━━━━━ TEXTO DO DOCUMENTO

Depois deste esclarecimento introdutório com cariz metodológico e científico, é-nos possível passar, sem hesitações, para a temática que há muito nos intriga e nos leva a reflectir com alguma ousadia, enquanto mourejamos por ser cautelosos: D. Afonso Henriques e o modo como conseguiu ser rei, fundando Portugal. Note-se, não temos a pretensão de fazer História; interessa-nos a mera especulação, admitindo hipóteses capazes de possuir alguma verosimilhança e, assim, encontrar outras explicações, com algum grau aceitabilidade, embora discutíveis. Não nos move recriar a História, mas ajudar a explicá-la, mesmo seguindo caminhos não comprovados documentalmente. Não nos eximimos ao estudo directo e exaustivo de Alexandre Herculano, aquele historiador que tem servido de ponto de partida para todos os respeitáveis e probos medievalistas que se lhe seguiram. Não é a obra deles que pomos em causa; antes nos interessa especular sobre esse trabalho sério e colocar hipóteses alternativas àquilo que dizem, por parecerem poder ser postas.

 

Por quê Henriques?

Aos amantes da História de Portugal não terá passado despercebido que ao primeiro rei sejam sempre atribuídos dois nomes Afonso e Henriques. Nunca mais tal situação se repetiu ao longo de séculos. Contudo, a prática vem, pelo menos, dos anos de quinhentos ou anteriores (Duarte Galvão, cronista, no começo do século XVI, assim identifica o primeiro rei de Portugal). É certo que Afonso VII de Leão e Castela, seu primo, porque filho de uma meia-irmã de sua mãe, era tratado na juventude por Afonso Raimundes, recolhendo do pai o segundo nome, assim no-lo identifica Herculano, no entanto, passou à História como Afonso VII.

Deixemos de lado esta questão e avancemos para uma outra curiosidade, também estranha, relacionada com o fundador do reino.

Analisando o tempo de vida de todos os monarcas da primeira dinastia – de 1109 a 1383 – concluímos ter sido D. Afonso Henriques aquele que quase chegou aos oitenta anos; morreu com setenta e seis.

━━━━━━━━━━
━━━━━ ENTRADAS FORNECIDAS

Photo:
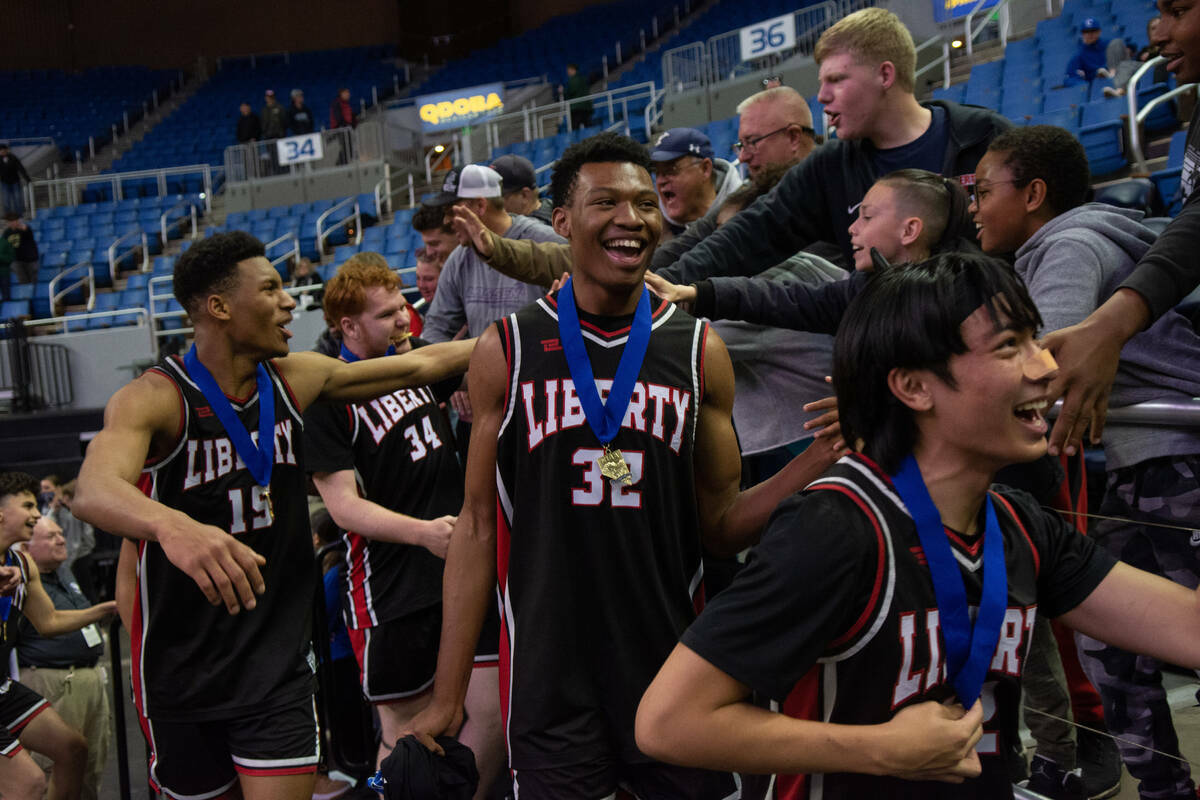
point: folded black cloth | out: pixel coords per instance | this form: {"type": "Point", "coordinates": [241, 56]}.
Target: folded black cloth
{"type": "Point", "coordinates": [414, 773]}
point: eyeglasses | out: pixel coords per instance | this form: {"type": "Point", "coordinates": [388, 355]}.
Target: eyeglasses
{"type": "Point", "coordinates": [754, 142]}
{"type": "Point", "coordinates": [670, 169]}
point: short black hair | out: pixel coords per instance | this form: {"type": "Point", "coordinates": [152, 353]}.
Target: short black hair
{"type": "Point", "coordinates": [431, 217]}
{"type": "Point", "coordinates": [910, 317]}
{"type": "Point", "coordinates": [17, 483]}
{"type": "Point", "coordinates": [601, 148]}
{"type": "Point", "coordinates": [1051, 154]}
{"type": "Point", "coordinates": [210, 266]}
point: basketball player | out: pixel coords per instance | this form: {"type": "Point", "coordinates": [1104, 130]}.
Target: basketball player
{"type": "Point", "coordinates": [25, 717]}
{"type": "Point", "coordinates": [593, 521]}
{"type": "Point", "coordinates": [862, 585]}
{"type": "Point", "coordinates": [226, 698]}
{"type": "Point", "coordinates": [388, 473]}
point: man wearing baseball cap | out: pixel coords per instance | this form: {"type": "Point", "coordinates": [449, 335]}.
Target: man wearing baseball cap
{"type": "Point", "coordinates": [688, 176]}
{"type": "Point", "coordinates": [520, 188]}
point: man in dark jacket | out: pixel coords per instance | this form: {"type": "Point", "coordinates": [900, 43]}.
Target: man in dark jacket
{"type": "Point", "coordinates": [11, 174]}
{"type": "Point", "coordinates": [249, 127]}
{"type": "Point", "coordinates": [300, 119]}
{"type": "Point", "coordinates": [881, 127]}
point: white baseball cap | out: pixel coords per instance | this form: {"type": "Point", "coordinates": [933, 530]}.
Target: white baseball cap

━━━━━━━━━━

PARTES DO EXERCÍCIO:
**a.** Liste todas as linhas das entradas em que figura a palavra "eyeglasses".
**b.** Redija a continuação do texto sobre D. Afonso Henriques, a partir da última frase apresentada.

RESULTADOS POR TAREFA:
**a.**
point: eyeglasses | out: pixel coords per instance | this form: {"type": "Point", "coordinates": [388, 355]}.
Target: eyeglasses

**b.**
Vejamos quais as idades de falecimento da descendência de Afonso I: Sancho I, 57 anos; Afonso II, 37; Sancho II, 39; Afonso III, 68; D. Dinis, 64; Afonso IV, 66; Pedro I, 46; e, por fim, Fernando I, 37 anos.

De nove monarcas, só foram sexagenários quatro, ou seja, uma fracção menor, verificando-se o caso ímpar de D. Afonso Henriques ter vivido, no geral, mais uma década do que os mais velhos dos seus descendentes.

Vamos, agora, juntar mais um elemento a esta teia: se o conde D. Henrique, pai de O Conquistador, morreu em 1112 temos que o filho tinha a idade de três anos à data do falecimento. Das crónicas e da tradição – sem entrarmos em muitos pormenores – sabe-se que a criança foi entregue aos cuidados de uma grande, importante e poderosa família de Entre-Douro-e-Minho, a de D. Egas Moniz de Ribadouro (Paulo Alexandre Loução e Miguel Sanches de Baena).

Temos os ingredientes necessários para avançar para a primeira parte da nossa hipótese. Seguir-se-lhe-á a segunda.

Atingir setenta e seis anos de idade, no começo do século XII, era, estamos em crer, uma proeza só reservada a alguns homens gozando de excelente saúde. Terá sido o caso de D. Afonso Henriques? Ou haverá uma conjugação de factores a merecerem uma análise mais ousada?

Sabemos que Henriques era a forma medieva de se indicar que Afonso era filho de Henrique. Sabemos que Egas Moniz tinha um filho, também Afonso, O Moço, para se distinguir do filho de D. Teresa. Consta de crónicas ter nascido o filho do conde D. Henrique com alguma deformação física. Não carecemos de grandes provas para termos conhecimento da elevada mortalidade infantil naqueles séculos. Não temos dúvidas sobre as lutas constantes entre as dioceses de Braga, Toledo e Compostela para determinar a qual se deveria obediência, por razões de importância e antiguidade. Dúvidas também não há quanto ao clima de intriga e conflito entre os grandes senhores de Entre-Douro-e-Minho e os da Galiza, procurando uns desligarem-se dos laços de dependência e outros demandando o seu reforço. Havemos conhecimento de igual disputa ter existido entre o conde D. Henrique o seu primo D. Raimundo, conde da Galiza; desacordo que se prolongou para além de ambos através das suas viúvas com os apoios dos grandes senhores de ambas as regiões.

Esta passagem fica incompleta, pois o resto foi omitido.